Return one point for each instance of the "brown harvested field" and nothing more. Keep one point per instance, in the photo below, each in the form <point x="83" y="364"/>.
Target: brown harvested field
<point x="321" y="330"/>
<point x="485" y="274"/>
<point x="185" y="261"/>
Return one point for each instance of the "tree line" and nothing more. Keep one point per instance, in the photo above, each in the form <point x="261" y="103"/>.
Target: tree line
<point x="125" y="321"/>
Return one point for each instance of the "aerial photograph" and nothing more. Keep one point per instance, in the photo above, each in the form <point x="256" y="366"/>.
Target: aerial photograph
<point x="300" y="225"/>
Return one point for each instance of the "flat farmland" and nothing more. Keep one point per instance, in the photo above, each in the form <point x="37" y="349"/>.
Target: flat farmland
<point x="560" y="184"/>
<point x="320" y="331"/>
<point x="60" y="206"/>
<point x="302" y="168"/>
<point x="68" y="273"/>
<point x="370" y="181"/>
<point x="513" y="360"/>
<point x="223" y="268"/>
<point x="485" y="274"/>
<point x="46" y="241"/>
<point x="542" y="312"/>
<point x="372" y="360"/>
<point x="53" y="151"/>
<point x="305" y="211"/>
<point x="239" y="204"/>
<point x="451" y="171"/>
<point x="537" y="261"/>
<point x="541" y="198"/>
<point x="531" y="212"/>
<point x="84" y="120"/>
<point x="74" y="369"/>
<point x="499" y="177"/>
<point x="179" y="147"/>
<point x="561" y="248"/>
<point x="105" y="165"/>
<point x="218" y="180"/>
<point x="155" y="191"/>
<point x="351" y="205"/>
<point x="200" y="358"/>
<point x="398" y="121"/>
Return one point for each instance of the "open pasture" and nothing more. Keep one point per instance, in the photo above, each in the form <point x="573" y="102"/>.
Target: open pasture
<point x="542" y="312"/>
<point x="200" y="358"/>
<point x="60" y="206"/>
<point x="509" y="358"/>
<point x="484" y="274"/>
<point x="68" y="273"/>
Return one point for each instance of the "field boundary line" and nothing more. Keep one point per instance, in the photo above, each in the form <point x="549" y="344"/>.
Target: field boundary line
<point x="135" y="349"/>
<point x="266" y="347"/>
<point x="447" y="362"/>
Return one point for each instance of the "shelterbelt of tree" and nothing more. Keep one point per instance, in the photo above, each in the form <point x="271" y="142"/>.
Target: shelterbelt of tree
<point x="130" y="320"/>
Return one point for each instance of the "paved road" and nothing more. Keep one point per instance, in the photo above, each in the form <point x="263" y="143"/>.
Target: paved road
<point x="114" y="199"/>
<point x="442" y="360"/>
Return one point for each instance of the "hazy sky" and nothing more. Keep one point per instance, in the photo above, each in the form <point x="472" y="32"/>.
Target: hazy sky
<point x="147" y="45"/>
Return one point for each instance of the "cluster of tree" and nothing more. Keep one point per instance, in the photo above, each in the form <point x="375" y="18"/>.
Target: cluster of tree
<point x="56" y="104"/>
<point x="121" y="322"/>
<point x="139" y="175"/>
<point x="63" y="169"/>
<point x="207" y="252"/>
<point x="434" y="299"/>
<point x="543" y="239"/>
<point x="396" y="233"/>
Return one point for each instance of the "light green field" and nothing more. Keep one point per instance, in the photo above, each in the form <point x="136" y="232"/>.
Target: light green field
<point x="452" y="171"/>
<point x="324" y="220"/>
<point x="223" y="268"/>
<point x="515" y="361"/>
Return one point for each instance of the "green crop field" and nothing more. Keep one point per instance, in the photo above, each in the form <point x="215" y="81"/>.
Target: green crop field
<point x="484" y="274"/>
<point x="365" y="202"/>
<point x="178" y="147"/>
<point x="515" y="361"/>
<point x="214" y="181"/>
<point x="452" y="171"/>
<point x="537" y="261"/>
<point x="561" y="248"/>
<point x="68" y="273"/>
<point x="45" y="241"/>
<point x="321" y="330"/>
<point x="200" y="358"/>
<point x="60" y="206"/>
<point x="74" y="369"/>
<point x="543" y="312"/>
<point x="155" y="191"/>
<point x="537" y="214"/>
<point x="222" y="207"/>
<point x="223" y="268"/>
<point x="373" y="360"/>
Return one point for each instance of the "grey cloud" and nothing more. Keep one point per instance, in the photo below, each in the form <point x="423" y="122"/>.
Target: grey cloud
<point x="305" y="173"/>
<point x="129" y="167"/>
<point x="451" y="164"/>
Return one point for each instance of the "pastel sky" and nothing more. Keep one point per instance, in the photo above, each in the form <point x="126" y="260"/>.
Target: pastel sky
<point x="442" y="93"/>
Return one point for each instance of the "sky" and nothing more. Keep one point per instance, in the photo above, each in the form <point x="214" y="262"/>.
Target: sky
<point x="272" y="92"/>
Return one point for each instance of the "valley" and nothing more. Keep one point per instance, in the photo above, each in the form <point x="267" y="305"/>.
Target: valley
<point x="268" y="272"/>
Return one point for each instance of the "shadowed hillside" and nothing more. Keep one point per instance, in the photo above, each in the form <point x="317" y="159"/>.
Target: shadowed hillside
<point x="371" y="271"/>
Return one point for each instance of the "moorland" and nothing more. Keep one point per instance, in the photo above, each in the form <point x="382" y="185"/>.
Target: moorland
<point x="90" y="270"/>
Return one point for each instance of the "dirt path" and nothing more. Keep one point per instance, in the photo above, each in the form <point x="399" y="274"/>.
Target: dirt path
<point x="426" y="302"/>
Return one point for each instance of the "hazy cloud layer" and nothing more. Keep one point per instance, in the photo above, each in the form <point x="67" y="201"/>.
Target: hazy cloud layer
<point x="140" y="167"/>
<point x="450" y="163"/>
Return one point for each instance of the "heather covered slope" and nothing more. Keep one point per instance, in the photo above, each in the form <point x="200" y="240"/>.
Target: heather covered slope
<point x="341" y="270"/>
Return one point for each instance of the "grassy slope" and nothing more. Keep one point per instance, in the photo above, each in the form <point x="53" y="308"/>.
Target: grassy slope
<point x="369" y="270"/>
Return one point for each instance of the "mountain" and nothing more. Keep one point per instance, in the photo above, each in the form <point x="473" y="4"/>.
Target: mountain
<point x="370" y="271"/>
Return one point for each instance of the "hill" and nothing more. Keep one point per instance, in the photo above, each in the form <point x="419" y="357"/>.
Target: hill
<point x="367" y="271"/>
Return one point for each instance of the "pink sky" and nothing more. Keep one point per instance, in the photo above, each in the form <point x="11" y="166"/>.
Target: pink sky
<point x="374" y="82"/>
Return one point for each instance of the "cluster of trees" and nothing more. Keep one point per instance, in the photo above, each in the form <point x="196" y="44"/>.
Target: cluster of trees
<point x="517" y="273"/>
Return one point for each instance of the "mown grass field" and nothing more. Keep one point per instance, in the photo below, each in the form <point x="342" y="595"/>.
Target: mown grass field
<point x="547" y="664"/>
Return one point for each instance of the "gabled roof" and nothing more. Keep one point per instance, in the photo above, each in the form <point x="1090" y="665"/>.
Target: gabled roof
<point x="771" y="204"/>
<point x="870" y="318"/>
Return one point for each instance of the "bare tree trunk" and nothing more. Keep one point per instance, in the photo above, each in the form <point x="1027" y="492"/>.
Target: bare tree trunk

## ACTIVITY:
Word for word, copy all of the listing above.

## YOUR RESPONSE:
Return one point for each instance of the "brown harvested field" and nothing more. Keep one point per instance, in the photo below, each in the form <point x="83" y="364"/>.
Target: brown harvested field
<point x="321" y="330"/>
<point x="485" y="274"/>
<point x="185" y="261"/>
Return one point for each instance of the "tree line" and nothing more. Keep one point per instance, in the photo above, each in the form <point x="261" y="103"/>.
Target: tree line
<point x="125" y="321"/>
Return one point for each instance of the "aerial photograph" and nothing more. Keep one point per instance, in the photo above, each in the form <point x="256" y="366"/>.
Target: aerial photograph
<point x="300" y="225"/>
Return one point for each instance of the "flat farmland" and nothing more. Keep one point per instance, in the photo above, each in the form <point x="37" y="349"/>.
Target: flat farmland
<point x="560" y="184"/>
<point x="320" y="331"/>
<point x="60" y="206"/>
<point x="302" y="168"/>
<point x="68" y="273"/>
<point x="370" y="181"/>
<point x="513" y="360"/>
<point x="223" y="268"/>
<point x="485" y="274"/>
<point x="46" y="241"/>
<point x="542" y="312"/>
<point x="372" y="360"/>
<point x="53" y="151"/>
<point x="305" y="211"/>
<point x="239" y="204"/>
<point x="451" y="171"/>
<point x="537" y="261"/>
<point x="541" y="198"/>
<point x="531" y="212"/>
<point x="84" y="120"/>
<point x="74" y="369"/>
<point x="499" y="177"/>
<point x="179" y="147"/>
<point x="561" y="248"/>
<point x="105" y="165"/>
<point x="218" y="180"/>
<point x="155" y="191"/>
<point x="351" y="205"/>
<point x="200" y="358"/>
<point x="398" y="121"/>
Return one point for each instance of the "open pasture" and nothing more. Keep one point per instance, in the photo above, each in the form <point x="573" y="102"/>.
Target: open pasture
<point x="542" y="312"/>
<point x="200" y="358"/>
<point x="60" y="206"/>
<point x="509" y="358"/>
<point x="484" y="274"/>
<point x="68" y="273"/>
Return one point for each instance of the "field boundary line" and nothing more. Keep one point per instance, in the photo above, each in the form <point x="549" y="344"/>.
Target: field boundary line
<point x="135" y="349"/>
<point x="266" y="347"/>
<point x="447" y="362"/>
Return one point for each instance of the "shelterbelt of tree" and nothing more. Keep one point per instance, in the photo above, each in the form <point x="271" y="142"/>.
Target: shelterbelt of tree
<point x="130" y="320"/>
Return one point for each instance of the "paved road" and nothing more. Keep one point per instance, in the photo above, each in the form <point x="263" y="143"/>.
Target: paved road
<point x="114" y="199"/>
<point x="442" y="360"/>
Return one point for each instance of the "hazy sky" and nothing more. Keep one point per instance, in the photo above, each in the form <point x="472" y="32"/>.
Target: hazy sky
<point x="147" y="45"/>
Return one point for each instance of the "cluster of tree" and nothing more. Keep one point per instance, in the photo above, each in the form <point x="375" y="18"/>.
Target: cluster of tree
<point x="56" y="104"/>
<point x="121" y="322"/>
<point x="139" y="175"/>
<point x="63" y="169"/>
<point x="207" y="252"/>
<point x="434" y="299"/>
<point x="543" y="239"/>
<point x="396" y="233"/>
Return one point for each instance of the "light green field" and nothing more. Keep one point per instance, in the photo above, each in the form <point x="136" y="232"/>.
Target: light green field
<point x="452" y="171"/>
<point x="324" y="220"/>
<point x="223" y="268"/>
<point x="515" y="361"/>
Return one point for each instance of the "green crop field" and nothing more. Keep one point per instance, in the photo above, each in the form <point x="215" y="81"/>.
Target: green crop field
<point x="484" y="274"/>
<point x="365" y="202"/>
<point x="178" y="147"/>
<point x="515" y="361"/>
<point x="214" y="181"/>
<point x="452" y="171"/>
<point x="537" y="261"/>
<point x="561" y="248"/>
<point x="68" y="273"/>
<point x="45" y="241"/>
<point x="321" y="330"/>
<point x="200" y="358"/>
<point x="60" y="206"/>
<point x="74" y="369"/>
<point x="543" y="312"/>
<point x="155" y="191"/>
<point x="537" y="214"/>
<point x="222" y="207"/>
<point x="223" y="268"/>
<point x="373" y="360"/>
Return one point for each instance of the "grey cloud" and nothing more. Keep one point per instance, in the photo below, each in the form <point x="423" y="122"/>.
Target: grey cloud
<point x="305" y="173"/>
<point x="129" y="167"/>
<point x="451" y="164"/>
Return one point for each instance of the "pastel sky" and nothing more. Keep one point per instance, in the photo above, each in the form <point x="126" y="260"/>.
Target: pastel sky
<point x="442" y="93"/>
Return one point for each instance of the "sky" and nothing more. Keep one point per instance, in the photo above, each in the form <point x="214" y="262"/>.
Target: sky
<point x="272" y="92"/>
Return one point for each instance of the "valley" and nothing more. Keep one point per instance, in the photo above, each in the form <point x="267" y="305"/>.
Target: valley
<point x="268" y="272"/>
Return one point for each instance of the "shadowed hillside" and nothing more. Keep one point per instance, in the photo above, each in the form <point x="317" y="159"/>.
Target: shadowed hillside
<point x="371" y="271"/>
Return one point for each instance of the "moorland" and nothing more. Keep one point per instance, in the photo above, each in the form <point x="382" y="185"/>.
Target: moorland
<point x="90" y="270"/>
Return one point for each instance of the "dirt path" and nothing more. Keep one point per instance, in the photo above, each in the form <point x="399" y="274"/>.
Target: dirt path
<point x="426" y="302"/>
Return one point for each instance of the "hazy cloud layer" and nothing more. Keep one point per instance, in the photo above, each in the form <point x="67" y="201"/>.
Target: hazy cloud layer
<point x="140" y="167"/>
<point x="450" y="163"/>
Return one point for each instance of the "heather covered slope" and nothing more. Keep one point per instance, in the photo above, each in the form <point x="200" y="240"/>.
Target: heather covered slope
<point x="341" y="270"/>
Return one point for each instance of the "grassy slope" and nothing more. Keep one point per instance, in the photo above, each in the form <point x="53" y="308"/>.
Target: grassy slope
<point x="369" y="270"/>
Return one point for each instance of the "mountain" and nothing more. Keep one point per instance, in the photo above, each in the form <point x="473" y="4"/>.
Target: mountain
<point x="370" y="271"/>
Return one point for each instance of the "hill" and nothing more. Keep one point per instance, in the photo above, each in the form <point x="419" y="357"/>.
Target: hill
<point x="367" y="271"/>
Return one point for each instance of the "pink sky" and nothing more. Keep one point per instance, in the photo above, each in the form <point x="11" y="166"/>.
Target: pink sky
<point x="374" y="82"/>
Return one point for each instance of the "cluster of trees" and nothing more. Keep one point per instance, in the photo above, each in the form <point x="196" y="44"/>.
Target: cluster of trees
<point x="517" y="273"/>
Return one point for each instance of the "mown grass field" and nothing more. Keep one point per instance, in the photo below, each in the form <point x="342" y="595"/>.
Target: mown grass field
<point x="547" y="664"/>
Return one point for each instance of the "gabled roof" and nothing more. Keep one point per instance, in the photo above, each in the form <point x="1090" y="665"/>.
Target: gabled roof
<point x="771" y="204"/>
<point x="870" y="318"/>
Return one point for each instance of the "bare tree trunk" and nothing more. Keep one point per instance, in the photo above, each in the form <point x="1027" y="492"/>.
Target: bare tree trunk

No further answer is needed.